Identify each line in the items below that contains the string "pebble" and copy those lines out in full. Only matches with the same capitalization count.

» Input material:
__________

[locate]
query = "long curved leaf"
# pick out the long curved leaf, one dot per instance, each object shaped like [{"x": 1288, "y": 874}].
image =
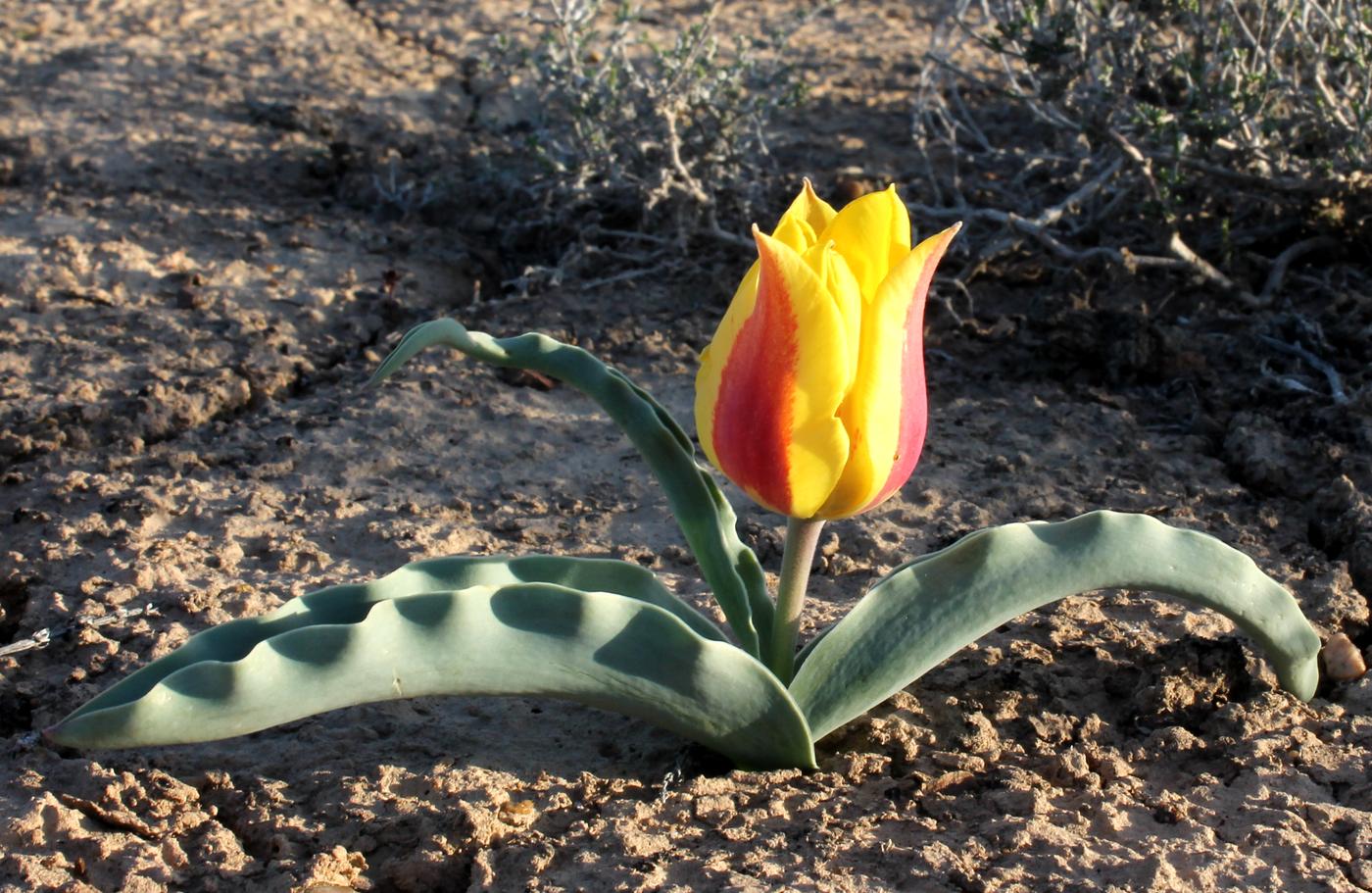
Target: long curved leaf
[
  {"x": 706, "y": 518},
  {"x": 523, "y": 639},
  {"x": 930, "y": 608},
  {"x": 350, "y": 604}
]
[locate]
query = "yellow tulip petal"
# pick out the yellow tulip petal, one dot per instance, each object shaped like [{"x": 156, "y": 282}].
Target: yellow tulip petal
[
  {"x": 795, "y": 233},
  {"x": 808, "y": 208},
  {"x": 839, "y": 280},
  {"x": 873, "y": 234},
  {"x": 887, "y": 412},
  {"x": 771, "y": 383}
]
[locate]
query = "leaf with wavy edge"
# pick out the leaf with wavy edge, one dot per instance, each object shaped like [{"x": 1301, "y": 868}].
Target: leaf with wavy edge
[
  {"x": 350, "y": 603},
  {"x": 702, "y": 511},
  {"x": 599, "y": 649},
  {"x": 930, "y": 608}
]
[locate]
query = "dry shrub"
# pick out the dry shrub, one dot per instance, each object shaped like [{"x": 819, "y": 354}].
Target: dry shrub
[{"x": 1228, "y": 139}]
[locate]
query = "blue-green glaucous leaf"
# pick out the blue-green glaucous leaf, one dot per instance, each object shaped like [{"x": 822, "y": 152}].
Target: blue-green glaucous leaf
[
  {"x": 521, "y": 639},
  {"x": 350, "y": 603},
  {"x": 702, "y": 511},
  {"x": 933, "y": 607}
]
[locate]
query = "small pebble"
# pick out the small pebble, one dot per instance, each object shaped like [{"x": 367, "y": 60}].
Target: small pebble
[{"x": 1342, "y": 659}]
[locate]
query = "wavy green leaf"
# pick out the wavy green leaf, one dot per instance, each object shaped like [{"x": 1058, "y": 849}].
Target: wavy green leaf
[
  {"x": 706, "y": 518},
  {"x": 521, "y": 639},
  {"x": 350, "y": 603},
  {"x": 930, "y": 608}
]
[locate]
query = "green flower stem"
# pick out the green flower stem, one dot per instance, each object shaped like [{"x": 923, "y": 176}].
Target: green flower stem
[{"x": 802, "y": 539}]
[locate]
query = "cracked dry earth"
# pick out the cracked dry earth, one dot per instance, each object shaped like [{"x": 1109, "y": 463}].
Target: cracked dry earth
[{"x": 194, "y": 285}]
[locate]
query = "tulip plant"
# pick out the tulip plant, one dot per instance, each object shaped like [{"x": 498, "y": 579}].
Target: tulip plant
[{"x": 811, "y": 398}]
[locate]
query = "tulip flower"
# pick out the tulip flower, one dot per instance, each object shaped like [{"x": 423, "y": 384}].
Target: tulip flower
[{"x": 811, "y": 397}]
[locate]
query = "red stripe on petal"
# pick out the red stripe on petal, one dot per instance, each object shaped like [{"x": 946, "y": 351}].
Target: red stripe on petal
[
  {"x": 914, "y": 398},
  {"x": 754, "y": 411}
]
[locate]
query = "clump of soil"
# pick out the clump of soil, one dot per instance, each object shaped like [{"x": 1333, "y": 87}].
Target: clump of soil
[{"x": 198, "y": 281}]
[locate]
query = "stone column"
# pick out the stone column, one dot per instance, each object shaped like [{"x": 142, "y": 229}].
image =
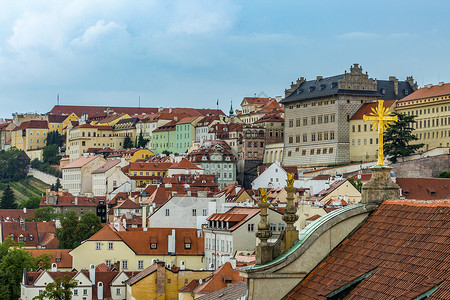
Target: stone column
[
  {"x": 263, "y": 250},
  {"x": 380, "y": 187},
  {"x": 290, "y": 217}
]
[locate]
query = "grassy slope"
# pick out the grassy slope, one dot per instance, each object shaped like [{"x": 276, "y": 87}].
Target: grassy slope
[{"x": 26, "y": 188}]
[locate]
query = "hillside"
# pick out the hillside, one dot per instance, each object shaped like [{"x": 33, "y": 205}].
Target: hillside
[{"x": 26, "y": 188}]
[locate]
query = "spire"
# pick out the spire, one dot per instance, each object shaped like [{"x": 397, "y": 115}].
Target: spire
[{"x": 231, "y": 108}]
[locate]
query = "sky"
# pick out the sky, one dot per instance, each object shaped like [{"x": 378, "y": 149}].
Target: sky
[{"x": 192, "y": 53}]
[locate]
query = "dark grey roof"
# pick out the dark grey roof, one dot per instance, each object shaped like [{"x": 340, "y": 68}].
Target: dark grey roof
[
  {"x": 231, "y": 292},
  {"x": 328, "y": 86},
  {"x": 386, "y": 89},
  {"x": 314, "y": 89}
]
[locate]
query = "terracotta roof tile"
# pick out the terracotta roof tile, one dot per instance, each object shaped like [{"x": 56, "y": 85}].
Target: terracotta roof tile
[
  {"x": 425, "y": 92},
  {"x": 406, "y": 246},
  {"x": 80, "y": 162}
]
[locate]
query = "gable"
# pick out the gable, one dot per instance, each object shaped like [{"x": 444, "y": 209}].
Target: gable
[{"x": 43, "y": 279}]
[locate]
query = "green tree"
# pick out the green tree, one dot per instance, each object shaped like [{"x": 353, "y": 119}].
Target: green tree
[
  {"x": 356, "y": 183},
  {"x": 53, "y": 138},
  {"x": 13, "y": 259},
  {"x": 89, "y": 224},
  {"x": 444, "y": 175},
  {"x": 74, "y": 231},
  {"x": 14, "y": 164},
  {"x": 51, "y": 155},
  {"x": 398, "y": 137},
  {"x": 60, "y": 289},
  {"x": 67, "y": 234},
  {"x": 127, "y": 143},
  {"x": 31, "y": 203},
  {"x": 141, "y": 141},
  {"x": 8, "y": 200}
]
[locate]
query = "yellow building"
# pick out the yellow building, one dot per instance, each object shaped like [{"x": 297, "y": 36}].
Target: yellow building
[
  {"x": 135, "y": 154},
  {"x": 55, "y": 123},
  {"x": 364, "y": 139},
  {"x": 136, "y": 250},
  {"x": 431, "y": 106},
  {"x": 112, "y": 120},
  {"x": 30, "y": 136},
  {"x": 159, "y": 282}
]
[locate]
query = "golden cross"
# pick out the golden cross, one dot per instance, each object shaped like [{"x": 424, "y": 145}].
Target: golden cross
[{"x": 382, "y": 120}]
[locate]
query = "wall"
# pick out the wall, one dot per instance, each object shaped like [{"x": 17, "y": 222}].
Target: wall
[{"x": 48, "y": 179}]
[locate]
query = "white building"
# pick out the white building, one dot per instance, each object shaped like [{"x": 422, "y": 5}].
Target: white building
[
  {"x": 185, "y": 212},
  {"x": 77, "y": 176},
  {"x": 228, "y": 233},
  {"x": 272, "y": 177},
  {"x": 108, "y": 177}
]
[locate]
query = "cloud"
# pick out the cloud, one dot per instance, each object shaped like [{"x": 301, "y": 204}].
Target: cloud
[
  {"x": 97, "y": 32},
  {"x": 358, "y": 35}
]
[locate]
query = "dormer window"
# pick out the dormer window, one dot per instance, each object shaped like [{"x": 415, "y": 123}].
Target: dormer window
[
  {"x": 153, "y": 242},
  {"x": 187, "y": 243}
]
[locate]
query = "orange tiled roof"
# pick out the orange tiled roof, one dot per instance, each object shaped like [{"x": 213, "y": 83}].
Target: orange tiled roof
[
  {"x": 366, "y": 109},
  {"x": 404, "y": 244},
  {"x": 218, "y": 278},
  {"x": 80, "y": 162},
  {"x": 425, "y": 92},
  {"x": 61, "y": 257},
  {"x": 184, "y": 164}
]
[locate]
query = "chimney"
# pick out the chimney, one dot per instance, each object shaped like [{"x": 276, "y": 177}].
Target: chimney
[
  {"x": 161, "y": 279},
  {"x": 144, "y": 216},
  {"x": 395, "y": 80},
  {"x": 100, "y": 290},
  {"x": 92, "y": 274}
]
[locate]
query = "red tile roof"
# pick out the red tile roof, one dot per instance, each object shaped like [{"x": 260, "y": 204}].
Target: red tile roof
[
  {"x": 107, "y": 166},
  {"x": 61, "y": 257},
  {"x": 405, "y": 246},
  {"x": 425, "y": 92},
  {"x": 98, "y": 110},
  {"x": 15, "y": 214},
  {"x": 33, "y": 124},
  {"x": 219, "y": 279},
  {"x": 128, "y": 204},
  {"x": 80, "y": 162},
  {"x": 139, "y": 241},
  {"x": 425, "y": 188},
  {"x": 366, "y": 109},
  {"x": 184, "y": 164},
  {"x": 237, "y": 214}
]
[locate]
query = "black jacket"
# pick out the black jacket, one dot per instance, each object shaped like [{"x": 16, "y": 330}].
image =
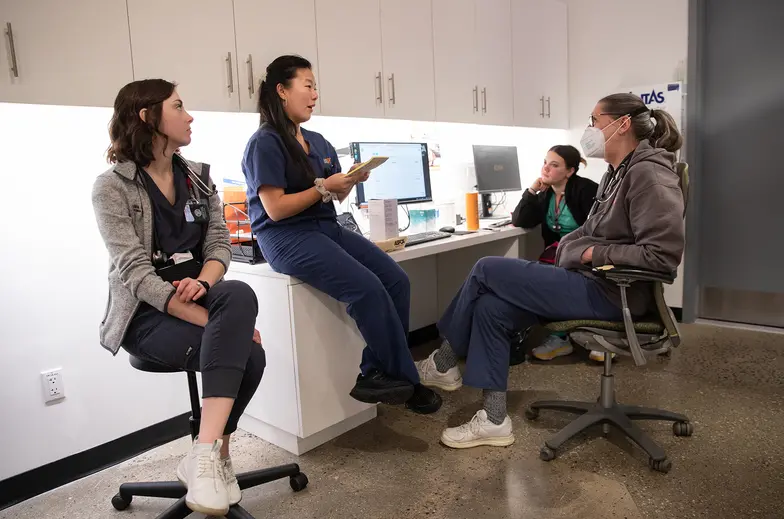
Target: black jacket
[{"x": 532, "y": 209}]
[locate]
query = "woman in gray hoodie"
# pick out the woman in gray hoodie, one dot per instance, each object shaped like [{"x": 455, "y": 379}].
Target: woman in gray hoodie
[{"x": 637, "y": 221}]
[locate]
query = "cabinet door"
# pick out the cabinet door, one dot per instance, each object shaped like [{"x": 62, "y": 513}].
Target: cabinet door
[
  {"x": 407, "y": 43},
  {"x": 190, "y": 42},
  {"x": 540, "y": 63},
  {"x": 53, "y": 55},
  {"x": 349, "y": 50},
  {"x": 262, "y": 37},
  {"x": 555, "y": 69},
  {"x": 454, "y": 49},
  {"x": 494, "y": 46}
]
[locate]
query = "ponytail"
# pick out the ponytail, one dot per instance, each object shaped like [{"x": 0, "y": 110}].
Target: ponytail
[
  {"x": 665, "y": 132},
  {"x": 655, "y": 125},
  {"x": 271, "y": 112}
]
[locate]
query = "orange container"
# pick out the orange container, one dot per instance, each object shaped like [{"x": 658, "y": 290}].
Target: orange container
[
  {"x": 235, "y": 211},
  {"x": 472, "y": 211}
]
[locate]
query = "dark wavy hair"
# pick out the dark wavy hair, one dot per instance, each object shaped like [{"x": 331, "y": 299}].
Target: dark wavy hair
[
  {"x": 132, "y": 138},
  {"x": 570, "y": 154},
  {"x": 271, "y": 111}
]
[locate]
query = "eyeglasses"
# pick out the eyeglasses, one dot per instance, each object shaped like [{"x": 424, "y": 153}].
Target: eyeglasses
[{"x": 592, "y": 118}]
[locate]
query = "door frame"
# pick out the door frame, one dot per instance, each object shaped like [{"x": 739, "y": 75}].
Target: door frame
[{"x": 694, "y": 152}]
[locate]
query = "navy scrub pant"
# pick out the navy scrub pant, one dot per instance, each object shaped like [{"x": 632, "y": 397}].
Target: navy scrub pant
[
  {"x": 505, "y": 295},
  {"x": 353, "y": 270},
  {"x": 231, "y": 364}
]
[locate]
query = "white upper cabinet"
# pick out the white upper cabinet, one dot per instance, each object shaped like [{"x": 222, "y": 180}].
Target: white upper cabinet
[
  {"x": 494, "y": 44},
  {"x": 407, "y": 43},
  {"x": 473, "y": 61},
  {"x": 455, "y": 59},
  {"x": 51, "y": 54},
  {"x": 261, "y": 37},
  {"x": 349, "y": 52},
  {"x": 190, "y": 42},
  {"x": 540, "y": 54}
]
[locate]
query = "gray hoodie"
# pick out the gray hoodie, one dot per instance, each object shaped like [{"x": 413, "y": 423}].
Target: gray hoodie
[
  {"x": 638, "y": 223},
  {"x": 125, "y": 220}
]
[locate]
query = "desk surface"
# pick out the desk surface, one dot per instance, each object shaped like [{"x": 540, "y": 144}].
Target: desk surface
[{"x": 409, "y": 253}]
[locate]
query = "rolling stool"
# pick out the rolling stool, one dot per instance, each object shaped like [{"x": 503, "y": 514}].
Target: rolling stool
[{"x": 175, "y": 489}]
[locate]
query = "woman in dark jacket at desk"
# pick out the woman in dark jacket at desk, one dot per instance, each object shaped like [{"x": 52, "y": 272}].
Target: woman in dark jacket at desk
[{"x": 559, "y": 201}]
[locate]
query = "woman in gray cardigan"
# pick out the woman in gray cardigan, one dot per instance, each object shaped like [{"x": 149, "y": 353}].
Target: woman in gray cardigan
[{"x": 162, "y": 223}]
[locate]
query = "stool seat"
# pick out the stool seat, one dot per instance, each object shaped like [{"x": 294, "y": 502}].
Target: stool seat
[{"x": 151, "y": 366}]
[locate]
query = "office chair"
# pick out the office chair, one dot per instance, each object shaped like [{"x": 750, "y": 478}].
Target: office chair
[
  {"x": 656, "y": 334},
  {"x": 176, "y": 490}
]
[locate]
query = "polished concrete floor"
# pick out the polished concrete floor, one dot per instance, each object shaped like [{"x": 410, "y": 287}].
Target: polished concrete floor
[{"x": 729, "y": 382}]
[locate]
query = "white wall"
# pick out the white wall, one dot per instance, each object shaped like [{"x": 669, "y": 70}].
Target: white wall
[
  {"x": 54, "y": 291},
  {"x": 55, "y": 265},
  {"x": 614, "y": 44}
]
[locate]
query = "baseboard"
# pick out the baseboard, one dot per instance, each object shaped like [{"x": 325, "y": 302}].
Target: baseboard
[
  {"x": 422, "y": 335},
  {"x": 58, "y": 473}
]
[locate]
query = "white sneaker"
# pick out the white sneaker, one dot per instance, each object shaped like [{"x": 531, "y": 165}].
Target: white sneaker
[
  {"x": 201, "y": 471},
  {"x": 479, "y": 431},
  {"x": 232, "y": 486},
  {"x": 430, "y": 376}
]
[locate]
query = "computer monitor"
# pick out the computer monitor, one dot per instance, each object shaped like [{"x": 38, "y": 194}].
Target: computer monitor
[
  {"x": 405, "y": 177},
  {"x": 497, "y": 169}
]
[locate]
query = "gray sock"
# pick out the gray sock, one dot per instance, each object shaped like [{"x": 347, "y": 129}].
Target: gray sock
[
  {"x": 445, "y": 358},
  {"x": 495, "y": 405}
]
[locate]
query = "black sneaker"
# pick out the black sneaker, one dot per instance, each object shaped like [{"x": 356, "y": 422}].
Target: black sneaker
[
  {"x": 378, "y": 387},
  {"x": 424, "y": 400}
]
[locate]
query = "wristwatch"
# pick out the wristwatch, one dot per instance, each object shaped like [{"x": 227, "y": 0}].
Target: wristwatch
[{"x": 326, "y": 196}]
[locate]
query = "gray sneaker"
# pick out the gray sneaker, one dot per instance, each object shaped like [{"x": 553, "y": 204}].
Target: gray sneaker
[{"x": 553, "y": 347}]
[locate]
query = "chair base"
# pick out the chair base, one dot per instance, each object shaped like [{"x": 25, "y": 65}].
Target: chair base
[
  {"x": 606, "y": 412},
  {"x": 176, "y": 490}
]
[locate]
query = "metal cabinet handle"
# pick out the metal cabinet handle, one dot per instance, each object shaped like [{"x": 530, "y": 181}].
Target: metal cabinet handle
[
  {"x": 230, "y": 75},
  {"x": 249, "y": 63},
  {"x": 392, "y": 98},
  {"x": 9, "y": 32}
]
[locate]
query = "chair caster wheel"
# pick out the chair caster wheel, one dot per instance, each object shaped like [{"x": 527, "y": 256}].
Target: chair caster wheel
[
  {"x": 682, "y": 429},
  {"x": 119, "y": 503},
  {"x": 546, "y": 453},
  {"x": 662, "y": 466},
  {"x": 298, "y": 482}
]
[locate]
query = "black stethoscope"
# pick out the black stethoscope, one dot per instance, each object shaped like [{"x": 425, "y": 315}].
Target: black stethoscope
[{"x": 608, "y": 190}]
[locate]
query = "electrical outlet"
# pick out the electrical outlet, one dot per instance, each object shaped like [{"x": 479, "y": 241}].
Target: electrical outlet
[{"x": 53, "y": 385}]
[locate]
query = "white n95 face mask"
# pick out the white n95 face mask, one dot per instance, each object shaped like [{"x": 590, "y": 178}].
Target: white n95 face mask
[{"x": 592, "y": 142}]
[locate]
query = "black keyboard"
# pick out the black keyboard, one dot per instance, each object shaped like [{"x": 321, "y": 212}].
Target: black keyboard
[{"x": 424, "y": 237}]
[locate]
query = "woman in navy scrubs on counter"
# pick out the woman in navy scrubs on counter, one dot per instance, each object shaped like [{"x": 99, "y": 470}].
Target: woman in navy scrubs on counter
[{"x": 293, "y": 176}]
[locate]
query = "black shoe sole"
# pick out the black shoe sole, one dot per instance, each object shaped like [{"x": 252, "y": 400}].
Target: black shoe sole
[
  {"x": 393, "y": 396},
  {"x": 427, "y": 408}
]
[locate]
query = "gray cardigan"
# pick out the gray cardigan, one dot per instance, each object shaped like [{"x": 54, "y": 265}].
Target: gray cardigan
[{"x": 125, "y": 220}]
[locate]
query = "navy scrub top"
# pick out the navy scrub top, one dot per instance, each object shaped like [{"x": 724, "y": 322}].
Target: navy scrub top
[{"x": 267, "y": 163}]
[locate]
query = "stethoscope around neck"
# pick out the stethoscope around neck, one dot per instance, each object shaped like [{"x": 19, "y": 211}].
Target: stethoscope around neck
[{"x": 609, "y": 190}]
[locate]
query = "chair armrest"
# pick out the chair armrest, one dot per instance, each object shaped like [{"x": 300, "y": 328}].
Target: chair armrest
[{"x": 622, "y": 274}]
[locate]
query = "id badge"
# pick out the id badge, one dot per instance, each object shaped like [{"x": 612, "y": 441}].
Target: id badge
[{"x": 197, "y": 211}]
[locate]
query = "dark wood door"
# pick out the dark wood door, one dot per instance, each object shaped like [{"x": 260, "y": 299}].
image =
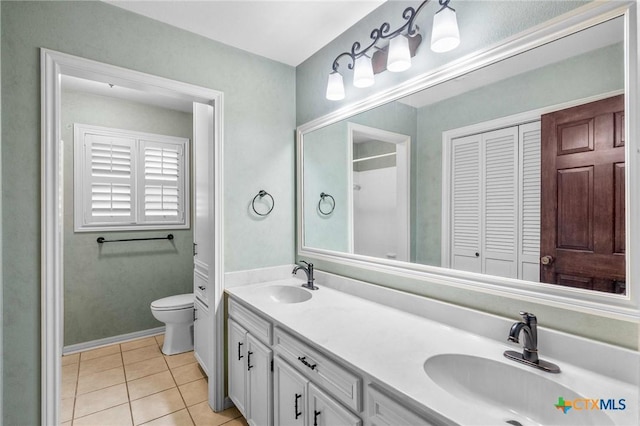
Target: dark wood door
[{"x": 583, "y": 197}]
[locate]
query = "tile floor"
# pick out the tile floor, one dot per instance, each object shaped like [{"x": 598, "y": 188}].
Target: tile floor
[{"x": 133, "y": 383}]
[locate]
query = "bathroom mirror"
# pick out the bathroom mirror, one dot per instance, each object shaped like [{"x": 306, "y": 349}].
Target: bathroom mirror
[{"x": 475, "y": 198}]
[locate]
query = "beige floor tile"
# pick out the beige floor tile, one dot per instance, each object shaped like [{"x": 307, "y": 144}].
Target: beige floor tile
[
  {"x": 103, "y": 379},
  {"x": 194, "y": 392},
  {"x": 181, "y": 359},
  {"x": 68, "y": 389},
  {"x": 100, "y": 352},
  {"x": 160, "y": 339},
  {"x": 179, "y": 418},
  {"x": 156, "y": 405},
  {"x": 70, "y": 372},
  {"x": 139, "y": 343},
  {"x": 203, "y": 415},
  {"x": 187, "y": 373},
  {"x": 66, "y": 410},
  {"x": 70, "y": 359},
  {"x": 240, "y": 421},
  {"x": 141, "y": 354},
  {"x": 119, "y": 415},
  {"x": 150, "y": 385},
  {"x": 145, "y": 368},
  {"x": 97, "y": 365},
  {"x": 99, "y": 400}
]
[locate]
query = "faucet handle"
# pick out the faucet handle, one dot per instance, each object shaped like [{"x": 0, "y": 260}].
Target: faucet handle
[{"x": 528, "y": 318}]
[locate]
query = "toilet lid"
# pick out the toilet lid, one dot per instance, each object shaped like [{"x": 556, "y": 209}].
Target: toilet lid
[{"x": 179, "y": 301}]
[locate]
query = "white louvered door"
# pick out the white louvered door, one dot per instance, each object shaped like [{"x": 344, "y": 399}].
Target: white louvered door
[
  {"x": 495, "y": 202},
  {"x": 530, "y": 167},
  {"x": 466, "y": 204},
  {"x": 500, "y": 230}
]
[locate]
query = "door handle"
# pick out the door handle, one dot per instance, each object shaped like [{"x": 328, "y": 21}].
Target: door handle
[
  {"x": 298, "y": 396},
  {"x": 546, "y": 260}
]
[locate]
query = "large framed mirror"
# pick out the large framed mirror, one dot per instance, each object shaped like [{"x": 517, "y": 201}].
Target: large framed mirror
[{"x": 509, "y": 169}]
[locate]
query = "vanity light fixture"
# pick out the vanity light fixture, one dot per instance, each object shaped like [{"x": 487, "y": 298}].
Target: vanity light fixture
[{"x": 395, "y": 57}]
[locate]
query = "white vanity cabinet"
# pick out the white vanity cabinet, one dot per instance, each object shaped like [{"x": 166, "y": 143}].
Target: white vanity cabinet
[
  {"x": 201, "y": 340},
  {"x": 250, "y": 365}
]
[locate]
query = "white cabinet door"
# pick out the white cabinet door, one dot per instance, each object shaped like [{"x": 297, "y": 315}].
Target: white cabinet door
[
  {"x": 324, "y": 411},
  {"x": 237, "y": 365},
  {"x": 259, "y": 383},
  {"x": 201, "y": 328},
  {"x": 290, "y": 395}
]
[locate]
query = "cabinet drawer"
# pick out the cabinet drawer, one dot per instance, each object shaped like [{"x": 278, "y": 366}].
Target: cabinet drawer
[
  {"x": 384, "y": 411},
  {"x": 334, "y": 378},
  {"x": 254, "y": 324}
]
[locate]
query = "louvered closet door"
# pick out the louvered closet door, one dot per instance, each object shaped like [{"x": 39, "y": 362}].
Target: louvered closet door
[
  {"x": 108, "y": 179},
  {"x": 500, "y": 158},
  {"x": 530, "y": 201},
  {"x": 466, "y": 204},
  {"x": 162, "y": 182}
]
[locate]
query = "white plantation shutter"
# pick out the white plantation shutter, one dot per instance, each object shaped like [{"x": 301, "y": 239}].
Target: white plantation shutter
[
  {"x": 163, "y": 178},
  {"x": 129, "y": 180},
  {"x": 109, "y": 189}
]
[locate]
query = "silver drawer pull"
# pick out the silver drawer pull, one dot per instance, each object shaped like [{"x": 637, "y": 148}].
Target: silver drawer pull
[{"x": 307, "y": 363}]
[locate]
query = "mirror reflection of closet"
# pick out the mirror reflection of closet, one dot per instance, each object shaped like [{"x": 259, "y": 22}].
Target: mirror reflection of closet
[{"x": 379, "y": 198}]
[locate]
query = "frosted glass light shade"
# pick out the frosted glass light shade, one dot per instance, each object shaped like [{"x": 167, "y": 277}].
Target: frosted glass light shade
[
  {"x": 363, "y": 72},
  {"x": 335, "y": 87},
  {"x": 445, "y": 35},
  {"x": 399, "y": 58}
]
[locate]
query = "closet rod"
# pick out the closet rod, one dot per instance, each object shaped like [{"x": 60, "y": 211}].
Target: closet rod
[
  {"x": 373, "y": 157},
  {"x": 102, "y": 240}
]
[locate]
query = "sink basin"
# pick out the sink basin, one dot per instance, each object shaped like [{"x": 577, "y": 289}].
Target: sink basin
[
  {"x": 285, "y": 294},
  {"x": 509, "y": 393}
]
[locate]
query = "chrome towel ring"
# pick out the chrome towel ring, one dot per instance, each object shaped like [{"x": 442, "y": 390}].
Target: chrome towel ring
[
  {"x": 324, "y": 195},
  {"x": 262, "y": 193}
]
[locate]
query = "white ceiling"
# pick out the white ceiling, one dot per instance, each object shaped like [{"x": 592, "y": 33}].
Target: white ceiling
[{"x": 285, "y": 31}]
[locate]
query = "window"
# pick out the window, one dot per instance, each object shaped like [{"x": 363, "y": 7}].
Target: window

__________

» Result:
query = "small pebble"
# pick out the small pebble, one dot per instance, each object shaped like [{"x": 367, "y": 60}].
Target: small pebble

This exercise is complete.